==== Reading passage

Thing is, companies lie when they talk to the press. Or they release a number
with no context behind it, which will be interpreted differently by outsiders
than insiders. Or the press _makes up_ a number when the company refuses to
release it. Or the company chooses not to get press coverage for an event
that's pretty important.

When I've had inside information about a story that later breaks in the tech
press, I'm always shocked at how differently it's perceived by readers of the
article vs. how I experienced it. Among startups & major feature launches I've
been party to, I've seen: executives that flat-out say that they're not
working on a product category when there's been a whole department devoted to
it for a year; startups that were founded 1.5 years before the dates listed in
Crunchbase/Wikipedia; reporters that count the number of people they meet in a
visit and report that as a the "team size", because the company refuses to
release that info; funding rounds that never make it to the press;
acquisitions that are reported as "for an undisclosed sum" but actually are
less than the founders would've made if they'd taken a salaried job at the
company; project start dates that are actually when the project was staffed up
to its current size and ignore the year or so that a small team spent working
on the problem (or the 3-4 years that _other_ small teams spent working on the
problem); and algorithms or other technologies that are widely reported as
being the core of the company's success, but actually aren't even used by the
company.

========

Written instruction 1 -> Retype the stretch of the comment on press coverage from "Thing is, companies" through "that's pretty important.".
The entries after this point have no connection to the comment above.

==== Exercise inputs

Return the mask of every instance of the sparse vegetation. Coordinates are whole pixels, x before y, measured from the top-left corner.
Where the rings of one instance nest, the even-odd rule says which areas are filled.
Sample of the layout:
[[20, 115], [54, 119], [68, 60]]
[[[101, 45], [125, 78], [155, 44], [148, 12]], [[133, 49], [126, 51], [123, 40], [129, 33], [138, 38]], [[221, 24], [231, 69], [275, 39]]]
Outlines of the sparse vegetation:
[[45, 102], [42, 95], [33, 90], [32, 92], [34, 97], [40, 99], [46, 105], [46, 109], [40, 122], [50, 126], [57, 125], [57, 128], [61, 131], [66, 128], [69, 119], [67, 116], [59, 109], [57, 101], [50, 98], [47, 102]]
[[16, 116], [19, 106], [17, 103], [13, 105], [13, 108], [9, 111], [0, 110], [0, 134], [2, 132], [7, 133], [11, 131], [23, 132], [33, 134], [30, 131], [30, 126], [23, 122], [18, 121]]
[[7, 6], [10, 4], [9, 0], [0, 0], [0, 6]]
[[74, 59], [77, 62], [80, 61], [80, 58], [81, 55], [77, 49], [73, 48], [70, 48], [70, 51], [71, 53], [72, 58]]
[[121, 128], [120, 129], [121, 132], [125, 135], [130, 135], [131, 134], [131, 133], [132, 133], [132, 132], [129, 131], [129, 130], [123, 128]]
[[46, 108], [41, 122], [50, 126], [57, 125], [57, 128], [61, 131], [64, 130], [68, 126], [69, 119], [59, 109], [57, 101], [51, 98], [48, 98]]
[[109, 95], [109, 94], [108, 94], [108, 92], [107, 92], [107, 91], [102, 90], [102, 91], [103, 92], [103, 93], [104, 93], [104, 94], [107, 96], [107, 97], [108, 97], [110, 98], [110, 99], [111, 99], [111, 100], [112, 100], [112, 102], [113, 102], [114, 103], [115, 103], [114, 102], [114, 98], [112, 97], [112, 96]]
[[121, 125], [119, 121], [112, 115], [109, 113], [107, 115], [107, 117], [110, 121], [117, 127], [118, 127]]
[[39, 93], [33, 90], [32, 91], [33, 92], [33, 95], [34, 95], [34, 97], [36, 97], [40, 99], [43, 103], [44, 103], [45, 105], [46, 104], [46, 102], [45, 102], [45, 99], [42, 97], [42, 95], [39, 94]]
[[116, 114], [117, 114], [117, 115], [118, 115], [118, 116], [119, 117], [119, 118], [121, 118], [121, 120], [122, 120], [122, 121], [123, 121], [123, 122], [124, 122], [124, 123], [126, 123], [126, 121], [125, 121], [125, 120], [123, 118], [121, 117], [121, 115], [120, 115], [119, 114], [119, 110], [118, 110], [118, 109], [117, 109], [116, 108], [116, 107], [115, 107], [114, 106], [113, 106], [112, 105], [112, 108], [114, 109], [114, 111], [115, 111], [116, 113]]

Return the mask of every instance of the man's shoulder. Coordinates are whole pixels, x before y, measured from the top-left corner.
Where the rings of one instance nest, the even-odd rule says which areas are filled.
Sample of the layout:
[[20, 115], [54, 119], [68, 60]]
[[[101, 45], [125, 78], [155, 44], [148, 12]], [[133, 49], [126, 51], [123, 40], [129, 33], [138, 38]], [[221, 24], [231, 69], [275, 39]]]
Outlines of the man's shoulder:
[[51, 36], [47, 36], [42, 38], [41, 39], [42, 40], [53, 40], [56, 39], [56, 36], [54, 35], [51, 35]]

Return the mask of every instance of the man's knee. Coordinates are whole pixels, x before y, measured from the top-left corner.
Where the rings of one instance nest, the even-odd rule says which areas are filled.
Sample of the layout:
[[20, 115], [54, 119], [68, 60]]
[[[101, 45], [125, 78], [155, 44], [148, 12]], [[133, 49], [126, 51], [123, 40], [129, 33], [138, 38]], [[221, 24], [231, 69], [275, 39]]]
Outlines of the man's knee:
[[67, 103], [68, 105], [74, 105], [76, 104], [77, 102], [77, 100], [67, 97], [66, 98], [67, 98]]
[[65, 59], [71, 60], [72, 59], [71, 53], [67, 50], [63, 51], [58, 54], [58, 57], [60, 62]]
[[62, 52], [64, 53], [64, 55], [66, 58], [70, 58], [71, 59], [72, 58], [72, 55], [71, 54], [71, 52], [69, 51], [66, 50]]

========

Written instruction 2 -> Convert the stretch of the entries from their first line through the line containing "Outlines of the sparse" into a JSON list of strings, one string per line, leaving out blank lines.

Solution 1 ->
Thing is, companies lie when they talk to the press. Or they release a number
with no context behind it, which will be interpreted differently by outsiders
than insiders. Or the press _makes up_ a number when the company refuses to
release it. Or the company chooses not to get press coverage for an event
that's pretty important.

Solution 2 ->
[
  "Return the mask of every instance of the sparse vegetation. Coordinates are whole pixels, x before y, measured from the top-left corner.",
  "Where the rings of one instance nest, the even-odd rule says which areas are filled.",
  "Sample of the layout:",
  "[[20, 115], [54, 119], [68, 60]]",
  "[[[101, 45], [125, 78], [155, 44], [148, 12]], [[133, 49], [126, 51], [123, 40], [129, 33], [138, 38]], [[221, 24], [231, 69], [275, 39]]]",
  "Outlines of the sparse vegetation:"
]